Set of tasks:
• a. Translate the sentence "Any suggestion and help will be appreciated." from the forum post below about a logarithm limit into French.
• b. List every limit expression beginning with \lim that appears in the forum post below about a logarithm limit.
• c. Decide whether each statement agrees with the forum post below about a logarithm limit. For each, answer yes or no and quote the deciding words: (i) The writer states that the result will be 0. (ii) The writer found the result by using a calculator. (iii) The writer says that 1/x^2 tends toward 0.

Page text:
------

Evaluate lim
I was wondering if I can solve this limit in this way:
\lim_{x \to -\infty} \ln(-x^3+x)=\lim_{x \to -\infty} \ln\left[x^3\left(1+\frac{1}{x^2}\right)\right].
At this point, I just considered \ln(x^3) because 1 doesn't make any difference and 1/x^2 tends towards 0.
So, the result will be 0. And I found it because I know the graph of the logarithm of x to the power of an odd number. So, my second question is, is it possible to understand what the result of \lim_{x\to - \infty} \ln(x^3) algebraically without thinking of the graph?
Any suggestion and help will be appreciated.
Thank you in advance and have a good day :)

------

Entries shown:
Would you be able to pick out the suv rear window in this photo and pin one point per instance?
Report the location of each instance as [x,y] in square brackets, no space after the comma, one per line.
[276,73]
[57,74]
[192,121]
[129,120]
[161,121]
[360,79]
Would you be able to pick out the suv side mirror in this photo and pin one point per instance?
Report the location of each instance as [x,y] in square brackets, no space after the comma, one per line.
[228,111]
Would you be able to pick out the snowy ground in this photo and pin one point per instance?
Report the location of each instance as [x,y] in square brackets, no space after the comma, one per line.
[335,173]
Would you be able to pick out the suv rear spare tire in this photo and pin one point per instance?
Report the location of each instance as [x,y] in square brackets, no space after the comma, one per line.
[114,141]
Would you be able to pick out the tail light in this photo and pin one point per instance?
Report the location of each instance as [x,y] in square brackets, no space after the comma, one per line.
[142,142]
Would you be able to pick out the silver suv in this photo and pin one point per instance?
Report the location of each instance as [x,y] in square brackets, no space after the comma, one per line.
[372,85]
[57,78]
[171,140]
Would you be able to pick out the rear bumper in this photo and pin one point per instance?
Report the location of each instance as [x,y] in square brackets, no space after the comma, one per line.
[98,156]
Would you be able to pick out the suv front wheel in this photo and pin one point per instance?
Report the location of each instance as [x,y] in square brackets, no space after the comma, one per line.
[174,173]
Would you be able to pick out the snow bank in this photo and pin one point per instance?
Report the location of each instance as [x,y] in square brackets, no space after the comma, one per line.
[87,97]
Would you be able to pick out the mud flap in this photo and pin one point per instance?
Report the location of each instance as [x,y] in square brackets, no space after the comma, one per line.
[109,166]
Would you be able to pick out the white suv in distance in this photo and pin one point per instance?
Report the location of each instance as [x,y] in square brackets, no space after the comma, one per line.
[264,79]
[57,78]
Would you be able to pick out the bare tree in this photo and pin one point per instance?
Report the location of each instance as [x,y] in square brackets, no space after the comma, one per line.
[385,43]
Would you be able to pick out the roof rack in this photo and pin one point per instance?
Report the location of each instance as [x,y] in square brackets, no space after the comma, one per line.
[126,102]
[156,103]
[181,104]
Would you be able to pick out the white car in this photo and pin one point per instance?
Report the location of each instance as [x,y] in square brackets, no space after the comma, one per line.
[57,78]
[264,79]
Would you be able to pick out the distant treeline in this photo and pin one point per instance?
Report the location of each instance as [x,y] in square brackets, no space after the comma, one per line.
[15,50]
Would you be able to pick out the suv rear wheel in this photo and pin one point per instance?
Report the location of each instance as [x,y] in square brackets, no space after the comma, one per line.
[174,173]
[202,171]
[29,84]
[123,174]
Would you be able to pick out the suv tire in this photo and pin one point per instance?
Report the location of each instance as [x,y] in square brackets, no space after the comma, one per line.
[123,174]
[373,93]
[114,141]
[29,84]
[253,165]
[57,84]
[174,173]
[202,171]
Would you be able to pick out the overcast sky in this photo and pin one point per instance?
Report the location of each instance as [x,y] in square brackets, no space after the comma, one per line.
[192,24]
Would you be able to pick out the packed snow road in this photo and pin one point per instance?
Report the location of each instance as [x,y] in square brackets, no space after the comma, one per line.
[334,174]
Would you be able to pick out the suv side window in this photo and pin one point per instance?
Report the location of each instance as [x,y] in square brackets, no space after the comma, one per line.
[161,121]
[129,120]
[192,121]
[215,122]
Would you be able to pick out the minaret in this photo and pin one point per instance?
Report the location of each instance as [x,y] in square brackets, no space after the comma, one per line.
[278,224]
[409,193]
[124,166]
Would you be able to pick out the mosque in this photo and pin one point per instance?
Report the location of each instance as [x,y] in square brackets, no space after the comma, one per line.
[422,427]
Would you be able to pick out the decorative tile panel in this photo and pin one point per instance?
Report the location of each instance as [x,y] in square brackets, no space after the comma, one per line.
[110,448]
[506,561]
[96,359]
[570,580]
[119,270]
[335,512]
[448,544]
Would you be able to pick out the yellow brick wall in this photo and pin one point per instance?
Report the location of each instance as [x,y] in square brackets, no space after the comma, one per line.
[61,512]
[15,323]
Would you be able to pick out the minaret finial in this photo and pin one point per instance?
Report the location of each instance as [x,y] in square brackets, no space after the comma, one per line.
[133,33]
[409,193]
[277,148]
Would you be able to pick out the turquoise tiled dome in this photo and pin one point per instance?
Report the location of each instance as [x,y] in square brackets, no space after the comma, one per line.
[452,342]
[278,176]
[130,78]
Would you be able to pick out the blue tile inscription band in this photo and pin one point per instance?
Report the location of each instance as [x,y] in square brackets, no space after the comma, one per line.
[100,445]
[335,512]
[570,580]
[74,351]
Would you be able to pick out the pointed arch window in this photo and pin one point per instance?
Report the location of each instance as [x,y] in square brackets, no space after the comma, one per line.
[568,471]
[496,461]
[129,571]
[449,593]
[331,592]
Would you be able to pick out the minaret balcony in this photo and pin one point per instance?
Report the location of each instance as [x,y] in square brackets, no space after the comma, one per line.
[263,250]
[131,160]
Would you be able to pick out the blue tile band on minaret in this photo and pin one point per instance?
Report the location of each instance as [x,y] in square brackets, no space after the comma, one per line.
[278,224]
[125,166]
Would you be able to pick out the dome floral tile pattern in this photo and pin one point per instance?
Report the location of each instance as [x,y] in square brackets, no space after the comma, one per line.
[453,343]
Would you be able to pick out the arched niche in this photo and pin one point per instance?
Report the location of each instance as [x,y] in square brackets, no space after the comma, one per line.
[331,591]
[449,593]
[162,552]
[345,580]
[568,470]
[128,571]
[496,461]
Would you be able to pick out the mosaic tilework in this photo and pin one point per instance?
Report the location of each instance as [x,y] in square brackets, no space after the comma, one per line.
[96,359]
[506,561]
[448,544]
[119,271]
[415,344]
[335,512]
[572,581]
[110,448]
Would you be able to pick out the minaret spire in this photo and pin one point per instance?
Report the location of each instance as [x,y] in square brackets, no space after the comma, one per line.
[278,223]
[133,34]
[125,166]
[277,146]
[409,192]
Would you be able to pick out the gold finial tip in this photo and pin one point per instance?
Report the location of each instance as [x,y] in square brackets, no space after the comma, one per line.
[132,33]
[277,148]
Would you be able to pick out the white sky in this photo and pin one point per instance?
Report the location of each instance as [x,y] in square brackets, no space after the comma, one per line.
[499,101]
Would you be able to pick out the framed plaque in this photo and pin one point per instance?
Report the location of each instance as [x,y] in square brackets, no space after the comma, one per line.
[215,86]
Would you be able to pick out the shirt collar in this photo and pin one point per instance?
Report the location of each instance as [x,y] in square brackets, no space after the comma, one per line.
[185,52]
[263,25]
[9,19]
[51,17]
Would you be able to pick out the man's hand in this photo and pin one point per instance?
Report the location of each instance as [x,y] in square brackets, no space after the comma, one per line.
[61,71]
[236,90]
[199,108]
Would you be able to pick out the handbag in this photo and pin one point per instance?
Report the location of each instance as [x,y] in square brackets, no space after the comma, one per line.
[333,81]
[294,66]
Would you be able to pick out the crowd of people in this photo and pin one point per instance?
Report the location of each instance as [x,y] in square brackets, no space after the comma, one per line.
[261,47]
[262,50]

------

Worked answers:
• a. Toute suggestion et toute aide seront appréciées.

• b.
\lim_{x \to -\infty} \ln(-x^3+x)
\lim_{x \to -\infty} \ln\left[x^3\left(1+\frac{1}{x^2}\right)\right]
\lim_{x\to - \infty} \ln(x^3)

• c.
(i) Yes: "So, the result will be 0."
(ii) No: "I found it because I know the graph of the logarithm of x to the power of an odd number."
(iii) Yes: "1/x^2 tends towards 0."